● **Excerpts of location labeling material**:
START

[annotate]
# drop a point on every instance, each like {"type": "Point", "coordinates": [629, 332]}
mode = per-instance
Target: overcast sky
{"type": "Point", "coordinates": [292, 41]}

END

● **BRIEF**:
Reproduce the material above line for line, with no changes.

● **CORRECT RESULT**:
[annotate]
# drop a point on every instance, each like {"type": "Point", "coordinates": [629, 332]}
mode = per-instance
Target: overcast sky
{"type": "Point", "coordinates": [292, 41]}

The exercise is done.